(Input data)
--- start ---
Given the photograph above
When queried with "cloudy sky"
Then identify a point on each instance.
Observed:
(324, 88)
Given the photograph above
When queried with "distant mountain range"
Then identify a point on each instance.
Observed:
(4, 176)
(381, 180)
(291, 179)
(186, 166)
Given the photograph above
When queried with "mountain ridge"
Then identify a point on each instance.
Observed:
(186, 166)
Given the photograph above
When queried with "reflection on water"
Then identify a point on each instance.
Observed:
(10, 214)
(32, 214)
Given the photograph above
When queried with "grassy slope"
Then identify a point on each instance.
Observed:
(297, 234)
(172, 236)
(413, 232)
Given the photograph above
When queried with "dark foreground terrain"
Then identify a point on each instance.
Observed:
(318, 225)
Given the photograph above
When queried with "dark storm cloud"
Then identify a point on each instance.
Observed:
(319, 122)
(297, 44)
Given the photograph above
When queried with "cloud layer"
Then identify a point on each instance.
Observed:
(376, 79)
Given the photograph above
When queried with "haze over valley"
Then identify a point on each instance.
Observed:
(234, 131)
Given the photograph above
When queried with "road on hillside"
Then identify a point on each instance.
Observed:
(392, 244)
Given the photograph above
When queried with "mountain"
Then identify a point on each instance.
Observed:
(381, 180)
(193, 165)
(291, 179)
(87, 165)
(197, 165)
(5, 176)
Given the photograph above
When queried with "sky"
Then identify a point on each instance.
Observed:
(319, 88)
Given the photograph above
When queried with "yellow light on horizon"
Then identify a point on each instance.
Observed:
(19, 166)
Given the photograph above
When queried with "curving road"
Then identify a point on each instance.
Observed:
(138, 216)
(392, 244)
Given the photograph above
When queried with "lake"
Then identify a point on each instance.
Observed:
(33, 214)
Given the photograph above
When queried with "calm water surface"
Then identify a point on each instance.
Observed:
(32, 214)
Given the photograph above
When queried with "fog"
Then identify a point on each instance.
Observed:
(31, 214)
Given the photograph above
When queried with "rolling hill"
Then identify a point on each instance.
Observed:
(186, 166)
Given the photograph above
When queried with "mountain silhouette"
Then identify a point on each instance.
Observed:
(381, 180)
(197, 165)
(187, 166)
--- end ---
(Task description)
Report each line of the listing above that contains the string "mountain" as a case-sensitive match.

(Task answer)
When queried with "distant mountain range"
When queried with "mountain ridge"
When queried with "mountain"
When queried with "mountain silhouette"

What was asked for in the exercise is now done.